SOURCE EXTRACT:
::::

The University of Michigan today officially opened a 16,000-square-foot business incubator at the former Pfizer site in northern Ann Arbor, part of a plan to boost its own startup companies and establish tighter ties with industry.
The incubator, which the university is calling its "Venture Accelerator," leases space to early-stage startup companies that have licensed intellectual property from the university.
U-M Technology Transfer Office executive director Ken Nisbet (center), Michigan Venture Center director Jim O'Connell and Tech Transfer licensing director Robin Rasor stand outside the new Venture Accelerator at the former Pfizer site.
Lon Horwedel | AnnArbor.com
The first company to use the space, a medical device venture called Life Magnetics, is renting 1,400 square feet of laboratory space. Another four companies are close to finalizing leases for space: Phrixus Pharmaceuticals, 3D Biomatrix, Civionics and EngXT.
U-M President Mary Sue Coleman described the incubator as an example of the university’s commitment to using the 2-million-square-foot former Pfizer complex to establish tighter relationships with commercial partners in an entrepreneurial fashion.
“The University of Michigan is firmly dedicated to accelerating the transformation of our economy through creativity and entrepreneurship in the community,” Coleman told a group of 500 U-M executives and business leaders gathered at the accelerator this afternoon. “We are eager to collaborate with companies to drive transformative research that can change the world.”
The establishment of the venture accelerator, first reported by AnnArbor.com in September, expands the Ann Arbor region’s network of business incubators.
That network includes Ann Arbor SPARK’s three incubators: TechArb, a space for companies led by U-M students; Tech Brewery, an incubator that caters to individual entrepreneurs and very early-stage ventures, mostly in the information technology sector; and the Michigan Research Institute, which offers incubator space to high-tech companies in Pittsfield Township.
The Venture Accelerator will be operated by U-M's Tech Transfer Office and is located next to the Tech Transfer Office and the Business Engagement Center — an arrangement that officials purposely constructed to allow startup tenants to get expert advice and resources from U-M’s entrepreneurial experts.
“As part of the bigger picture, we’re here trying to take great technology and trying to apply it in the best way we can,” said Ken Nisbet, executive director of the Tech Transfer Office. “We’ve done that forever but never had a formal space, and we thought that was one more piece to fit into the total puzzle.”
The incubator is expected to have up to five startup companies within a few weeks. Nisbet said that eventually, the site could have 15 to 20 startups. Those companies are expected to stay at the incubator for 12 to 36 months and, ideally, grow to the stage where they can move out and establish their own offices.

::::

Point-per-instance localization data:
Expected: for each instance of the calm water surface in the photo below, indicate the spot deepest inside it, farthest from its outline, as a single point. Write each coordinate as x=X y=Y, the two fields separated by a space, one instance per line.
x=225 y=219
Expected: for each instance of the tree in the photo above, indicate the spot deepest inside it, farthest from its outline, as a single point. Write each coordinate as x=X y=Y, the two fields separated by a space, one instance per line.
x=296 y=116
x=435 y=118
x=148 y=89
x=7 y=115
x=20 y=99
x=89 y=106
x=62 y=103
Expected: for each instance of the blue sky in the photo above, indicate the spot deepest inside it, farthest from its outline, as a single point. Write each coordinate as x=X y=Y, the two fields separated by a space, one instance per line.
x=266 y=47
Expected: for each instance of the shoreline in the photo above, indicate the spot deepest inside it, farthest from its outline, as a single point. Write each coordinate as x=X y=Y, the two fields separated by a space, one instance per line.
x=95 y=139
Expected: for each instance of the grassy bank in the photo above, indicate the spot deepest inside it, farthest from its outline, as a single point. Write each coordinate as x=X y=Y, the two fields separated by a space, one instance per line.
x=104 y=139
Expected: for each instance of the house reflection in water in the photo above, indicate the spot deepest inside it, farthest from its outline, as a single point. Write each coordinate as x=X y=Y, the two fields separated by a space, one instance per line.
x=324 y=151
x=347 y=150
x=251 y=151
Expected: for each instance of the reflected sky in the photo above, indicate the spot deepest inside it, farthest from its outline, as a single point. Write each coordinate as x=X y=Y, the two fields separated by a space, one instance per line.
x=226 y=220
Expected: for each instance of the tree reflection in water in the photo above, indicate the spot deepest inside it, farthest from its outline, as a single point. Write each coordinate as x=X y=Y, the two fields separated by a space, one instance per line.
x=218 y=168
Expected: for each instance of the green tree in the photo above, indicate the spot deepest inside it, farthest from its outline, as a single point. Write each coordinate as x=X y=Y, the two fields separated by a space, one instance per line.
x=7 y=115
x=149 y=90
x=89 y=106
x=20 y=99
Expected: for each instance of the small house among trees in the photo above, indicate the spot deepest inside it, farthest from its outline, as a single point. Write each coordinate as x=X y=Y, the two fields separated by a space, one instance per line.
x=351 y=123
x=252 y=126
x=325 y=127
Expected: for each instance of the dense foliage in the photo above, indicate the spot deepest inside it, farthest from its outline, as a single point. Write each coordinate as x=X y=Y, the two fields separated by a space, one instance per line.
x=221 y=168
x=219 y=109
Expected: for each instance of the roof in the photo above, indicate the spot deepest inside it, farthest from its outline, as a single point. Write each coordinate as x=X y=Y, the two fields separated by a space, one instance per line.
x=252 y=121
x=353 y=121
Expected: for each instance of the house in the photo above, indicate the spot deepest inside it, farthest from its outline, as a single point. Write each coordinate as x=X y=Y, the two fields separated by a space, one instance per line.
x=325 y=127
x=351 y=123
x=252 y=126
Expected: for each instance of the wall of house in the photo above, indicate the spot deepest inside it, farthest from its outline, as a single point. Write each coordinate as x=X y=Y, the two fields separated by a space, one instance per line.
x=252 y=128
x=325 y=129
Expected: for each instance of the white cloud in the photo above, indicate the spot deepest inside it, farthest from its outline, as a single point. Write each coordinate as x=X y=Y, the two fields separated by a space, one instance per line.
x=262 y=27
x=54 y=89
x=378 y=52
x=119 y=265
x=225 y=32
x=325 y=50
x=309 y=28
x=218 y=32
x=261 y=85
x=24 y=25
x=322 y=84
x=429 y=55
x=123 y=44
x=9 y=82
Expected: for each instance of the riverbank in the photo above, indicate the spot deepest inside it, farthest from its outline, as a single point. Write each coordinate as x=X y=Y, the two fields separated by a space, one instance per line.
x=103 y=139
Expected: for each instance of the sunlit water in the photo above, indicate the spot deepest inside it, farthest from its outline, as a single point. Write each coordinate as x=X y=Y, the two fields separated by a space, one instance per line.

::::

DIRECTIONS FOR THIS TASK:
Please answer these questions from the incubator article:
(a) How large is the business incubator, in square feet?
(b) Which company was the first to use the space, and how much laboratory space is it renting?
(c) How long are the startup companies expected to stay at the incubator?

ANSWER BOX:
(a) 16,000 square feet.
(b) Life Magnetics, a medical device venture, is renting 1,400 square feet of laboratory space.
(c) 12 to 36 months.